Records contained in a dataset
= = = = =

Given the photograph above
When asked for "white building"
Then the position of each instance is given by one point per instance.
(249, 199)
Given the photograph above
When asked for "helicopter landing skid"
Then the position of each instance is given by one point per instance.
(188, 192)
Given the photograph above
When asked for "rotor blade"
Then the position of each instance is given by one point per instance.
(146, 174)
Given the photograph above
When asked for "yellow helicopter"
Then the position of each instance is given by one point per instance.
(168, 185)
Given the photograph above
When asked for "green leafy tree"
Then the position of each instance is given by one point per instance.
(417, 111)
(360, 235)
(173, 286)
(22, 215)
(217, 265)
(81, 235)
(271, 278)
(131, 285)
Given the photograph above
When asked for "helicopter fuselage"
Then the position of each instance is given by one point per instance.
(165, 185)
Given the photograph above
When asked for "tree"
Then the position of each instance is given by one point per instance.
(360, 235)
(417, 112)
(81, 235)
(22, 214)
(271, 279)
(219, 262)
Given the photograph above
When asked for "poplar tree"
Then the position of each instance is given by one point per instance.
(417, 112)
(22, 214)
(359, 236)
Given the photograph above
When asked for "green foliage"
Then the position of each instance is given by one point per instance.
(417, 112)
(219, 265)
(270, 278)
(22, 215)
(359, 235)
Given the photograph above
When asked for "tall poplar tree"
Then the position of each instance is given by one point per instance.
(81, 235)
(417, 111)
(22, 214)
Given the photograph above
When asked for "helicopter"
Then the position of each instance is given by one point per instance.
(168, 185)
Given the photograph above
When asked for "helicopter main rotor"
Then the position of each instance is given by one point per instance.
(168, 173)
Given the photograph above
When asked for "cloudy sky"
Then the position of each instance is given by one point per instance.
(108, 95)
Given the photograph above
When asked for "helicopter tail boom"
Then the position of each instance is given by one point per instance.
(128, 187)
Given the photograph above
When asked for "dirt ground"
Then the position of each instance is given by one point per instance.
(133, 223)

= = = = =

Repeat the data precisely, line by line.

* **Worked solution**:
Given the photograph above
When asked for "white building"
Then the position of each instance is given by one point per instance.
(249, 199)
Given the photograph above
When asked for "helicopter landing skid"
Then the position of each instance is given by one point per instance.
(188, 192)
Given the photograph above
When asked for "rotor blade"
Then the position of each instance is given by one point per instance.
(146, 174)
Given the photograph above
When asked for "yellow helicopter"
Then the position of each instance is given by one point per instance.
(168, 185)
Given the photograph above
When asked for "green leafy tree"
Then the position of each instance is given by one point per instance.
(417, 111)
(360, 235)
(173, 286)
(22, 215)
(217, 265)
(81, 235)
(271, 278)
(131, 285)
Given the photograph above
When asked for "helicopter fuselage"
Then the position of each instance is given by one point per instance.
(165, 185)
Given the photograph above
When asked for "tree"
Then the position of each instance is given by one point per instance.
(360, 235)
(417, 112)
(81, 235)
(22, 214)
(271, 279)
(219, 262)
Given the photograph above
When asked for "poplar tree"
Then the position of each instance is given by one point per instance.
(417, 112)
(22, 214)
(359, 236)
Given the photograph above
When asked for "green foliage"
Then the position of each instance is given by one point per instance.
(417, 112)
(219, 265)
(270, 278)
(22, 215)
(359, 235)
Given the photograph above
When asked for "tall poplar tree"
Then the position of each instance is given by one point per instance.
(81, 235)
(417, 111)
(22, 214)
Given the photograph above
When asked for "helicopter"
Then the position of each instance is given by one point per instance.
(168, 185)
Given the photograph above
When asked for "helicopter main rotor"
Then the position of each instance is given by one point per instance.
(168, 173)
Given the photograph above
When asked for "cloudy sky"
Then the position of each instance is given by one point per instance.
(108, 95)
Given the photograph above
When asked for "helicopter tail boom"
Then the position of each instance is given by one point per instance.
(128, 187)
Given the photograph above
When asked for "dirt ground"
Then the position of each instance is given by one point per instance.
(133, 223)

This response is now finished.